■ ACTION ITEM: Output the full listing exactly.

■ PROVIDED RECORDS:
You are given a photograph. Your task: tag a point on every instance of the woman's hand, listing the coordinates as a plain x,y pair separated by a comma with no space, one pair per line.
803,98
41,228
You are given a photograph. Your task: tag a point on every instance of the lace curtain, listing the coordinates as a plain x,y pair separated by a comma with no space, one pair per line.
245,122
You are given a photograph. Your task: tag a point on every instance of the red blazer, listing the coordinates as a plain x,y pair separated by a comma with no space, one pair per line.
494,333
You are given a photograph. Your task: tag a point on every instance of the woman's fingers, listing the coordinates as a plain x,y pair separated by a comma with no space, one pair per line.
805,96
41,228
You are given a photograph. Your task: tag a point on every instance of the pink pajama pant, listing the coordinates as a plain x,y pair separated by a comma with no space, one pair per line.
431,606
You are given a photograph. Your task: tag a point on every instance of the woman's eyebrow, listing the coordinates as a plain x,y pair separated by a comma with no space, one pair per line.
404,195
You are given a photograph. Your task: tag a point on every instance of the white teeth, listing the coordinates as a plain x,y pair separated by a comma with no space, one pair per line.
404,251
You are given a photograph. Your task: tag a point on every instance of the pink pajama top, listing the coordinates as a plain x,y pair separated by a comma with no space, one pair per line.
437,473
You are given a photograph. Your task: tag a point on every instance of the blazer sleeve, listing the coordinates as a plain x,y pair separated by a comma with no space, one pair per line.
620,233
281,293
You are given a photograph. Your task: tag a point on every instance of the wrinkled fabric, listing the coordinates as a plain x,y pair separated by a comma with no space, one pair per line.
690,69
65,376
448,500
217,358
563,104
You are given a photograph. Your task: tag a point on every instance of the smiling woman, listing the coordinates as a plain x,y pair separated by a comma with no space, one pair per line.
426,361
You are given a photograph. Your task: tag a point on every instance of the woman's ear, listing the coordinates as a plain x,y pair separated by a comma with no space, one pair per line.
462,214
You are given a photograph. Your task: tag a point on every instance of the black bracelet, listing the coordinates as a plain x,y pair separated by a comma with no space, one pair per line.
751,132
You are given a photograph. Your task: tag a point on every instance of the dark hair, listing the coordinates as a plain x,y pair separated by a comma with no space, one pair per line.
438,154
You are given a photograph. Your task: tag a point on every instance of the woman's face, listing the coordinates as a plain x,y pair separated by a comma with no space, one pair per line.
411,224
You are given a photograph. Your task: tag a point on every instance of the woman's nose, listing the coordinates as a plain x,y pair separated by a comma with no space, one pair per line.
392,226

■ RESULT FOR THIS TASK:
You are given a photograph. Your task: tag a point on every instance of the woman's hand, listing the coordinates as a plain x,y pair separated by a comma with no space, one pair per line.
803,98
41,228
You are given a photograph. Your task: tag a point on every instance of the lace curtain, listing the coordinates as a plain x,y pair separated by a comma with no space, one pair per line.
245,122
You are given a photograph. Your task: tag a point on every instance of the red blazer, listing the coordinates as a plain x,y pair separated by a comma with no space, one pair per line.
494,333
You are given a photograph. Your task: tag a point on every instance of the woman's fingers, listing the coordinates as a plain x,y pair separated by a comma with no space, one pair per line.
805,96
41,228
You are given a photograph. Your task: tag a point on every instance of the pink pajama pant, listing the coordinates as a plain x,y pair separated by a comma with no space, one pair per line.
431,606
You are given a photograph. Your task: tag a point on every instance of the woman's eyebrow, listing the coordinates as a plain x,y pair separated by a comma with no space, one pair per line.
404,195
You are given a photograph. Your task: tag a point on every instance of the white teeth, listing the coordinates as a plain x,y pair separated by a comma with no space, one pair per line.
404,251
You are given a photograph. Your task: tag a point on every instance of the pink pajama top, listing the coordinates as a plain x,y pair separated by a comma with no space, one pair per line.
437,473
You are given a photograph. Your task: tag a point on every instance of the blazer sleeve, listing the coordinates as a plain x,y pair separated by a comma with no space, one pair per line.
620,233
281,293
You are given a photograph. Your task: tag a point on every instance of the wrinkled fabric, listing the coordinates as a plain x,y pair separated by a comma with no space, one pair per line.
690,69
65,376
448,500
217,358
563,104
You are given a photograph. Your task: tag a point on every instance of the smiling woman, listing the coordinates as a plain x,y pair separated by a comma with no space, one pair per line.
426,361
You are given a photograph. Your task: tag a point on every instance of the woman's ear, listing the coordinates as a plain x,y pair separated by a comma with no space, one pair per line.
462,214
You are given a photograph. Your task: tag a point on every instance of the black bracelet, listing the coordinates as a plain x,y pair separated by a comma with no space, one pair per line.
751,132
You are given a photograph. Your task: tag a point on every instance of the dark hair, listing the coordinates as a plain x,y pair separated by a comma with no space, one pair per line.
438,154
You are given a photograph. Your task: tag a point on every instance of the woman's face, listing the coordinates as a plain x,y pair separated by a comma with no space, one pair per line.
411,224
You are given a photograph. Your task: tag a point on every instance of the woman's nose, listing the coordinates as a plain x,y pair separated by a comma with no space, one pair per line.
392,226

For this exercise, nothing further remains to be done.